▸ **YOUR ASSIGNMENT**: Restate exactly the lines of the entries below, beginning with the first and ending with the line that holds "Target: evergreen tree". Pictures are not copied.
____ RECORDS FOR PROCESSING
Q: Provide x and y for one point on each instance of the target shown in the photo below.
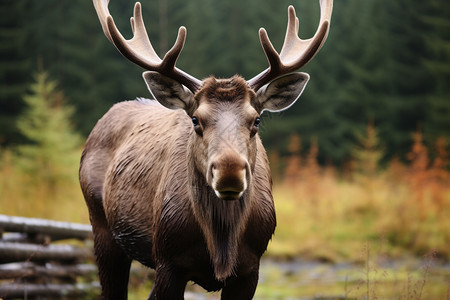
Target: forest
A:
(385, 62)
(361, 161)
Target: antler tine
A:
(295, 52)
(139, 49)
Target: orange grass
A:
(324, 215)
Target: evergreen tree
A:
(14, 68)
(437, 120)
(52, 156)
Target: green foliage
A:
(387, 61)
(53, 149)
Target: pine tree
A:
(52, 155)
(437, 61)
(14, 68)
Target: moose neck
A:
(221, 221)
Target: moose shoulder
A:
(182, 183)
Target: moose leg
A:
(113, 264)
(168, 285)
(242, 287)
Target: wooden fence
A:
(43, 259)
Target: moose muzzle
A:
(229, 174)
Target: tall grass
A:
(324, 214)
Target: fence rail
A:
(32, 266)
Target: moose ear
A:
(281, 93)
(169, 92)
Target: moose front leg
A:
(168, 284)
(242, 287)
(113, 264)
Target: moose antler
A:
(295, 52)
(139, 48)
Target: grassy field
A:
(353, 215)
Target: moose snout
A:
(229, 176)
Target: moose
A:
(182, 183)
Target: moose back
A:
(182, 183)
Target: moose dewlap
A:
(182, 183)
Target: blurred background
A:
(359, 163)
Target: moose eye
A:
(257, 122)
(195, 121)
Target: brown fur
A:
(146, 176)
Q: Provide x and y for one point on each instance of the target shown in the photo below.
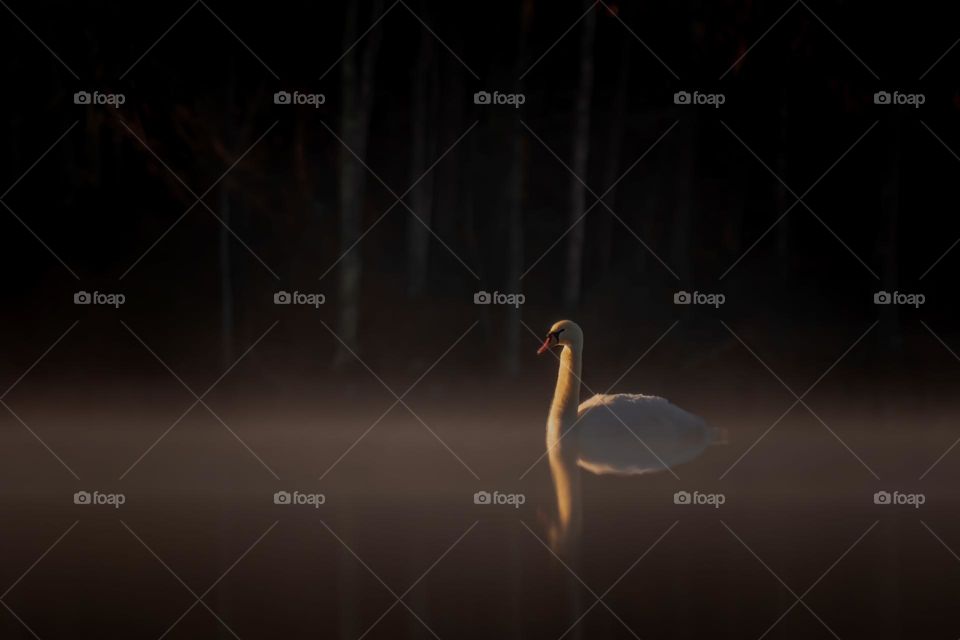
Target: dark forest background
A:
(798, 80)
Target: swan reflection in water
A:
(619, 434)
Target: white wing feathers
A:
(631, 434)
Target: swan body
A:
(622, 434)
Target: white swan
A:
(623, 434)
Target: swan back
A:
(669, 435)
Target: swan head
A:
(565, 333)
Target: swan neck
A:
(566, 397)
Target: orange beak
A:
(546, 345)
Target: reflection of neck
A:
(563, 467)
(566, 396)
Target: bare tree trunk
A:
(348, 582)
(423, 144)
(515, 190)
(783, 229)
(581, 148)
(682, 245)
(614, 144)
(227, 324)
(890, 205)
(356, 102)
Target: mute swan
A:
(621, 434)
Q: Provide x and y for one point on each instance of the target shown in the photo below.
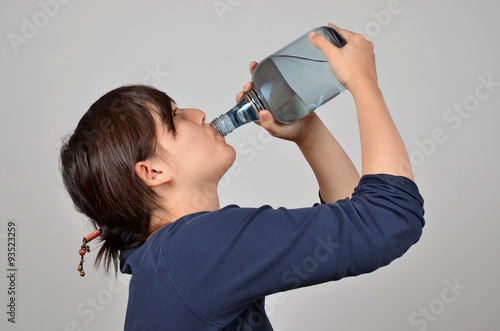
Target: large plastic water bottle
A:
(290, 83)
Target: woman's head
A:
(98, 163)
(132, 150)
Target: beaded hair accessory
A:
(86, 249)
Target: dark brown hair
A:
(97, 165)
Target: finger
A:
(239, 96)
(252, 66)
(247, 87)
(346, 34)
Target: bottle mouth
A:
(222, 125)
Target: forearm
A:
(382, 148)
(335, 173)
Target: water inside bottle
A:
(293, 86)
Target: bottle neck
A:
(246, 111)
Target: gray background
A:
(432, 58)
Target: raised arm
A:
(382, 148)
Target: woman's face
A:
(196, 153)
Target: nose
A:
(195, 115)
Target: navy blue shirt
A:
(212, 270)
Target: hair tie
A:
(85, 248)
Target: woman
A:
(146, 173)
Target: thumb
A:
(321, 43)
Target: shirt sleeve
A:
(232, 257)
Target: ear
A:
(152, 174)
________
▸ **SOLUTION FOR THIS EXERCISE**:
Q: Provide x and y for one point on each instance of the target shown in the photo below.
Target: forest
A:
(385, 62)
(361, 161)
Target: antler tine
A:
(295, 52)
(139, 49)
Target: orange grass
A:
(324, 215)
Target: evergreen tree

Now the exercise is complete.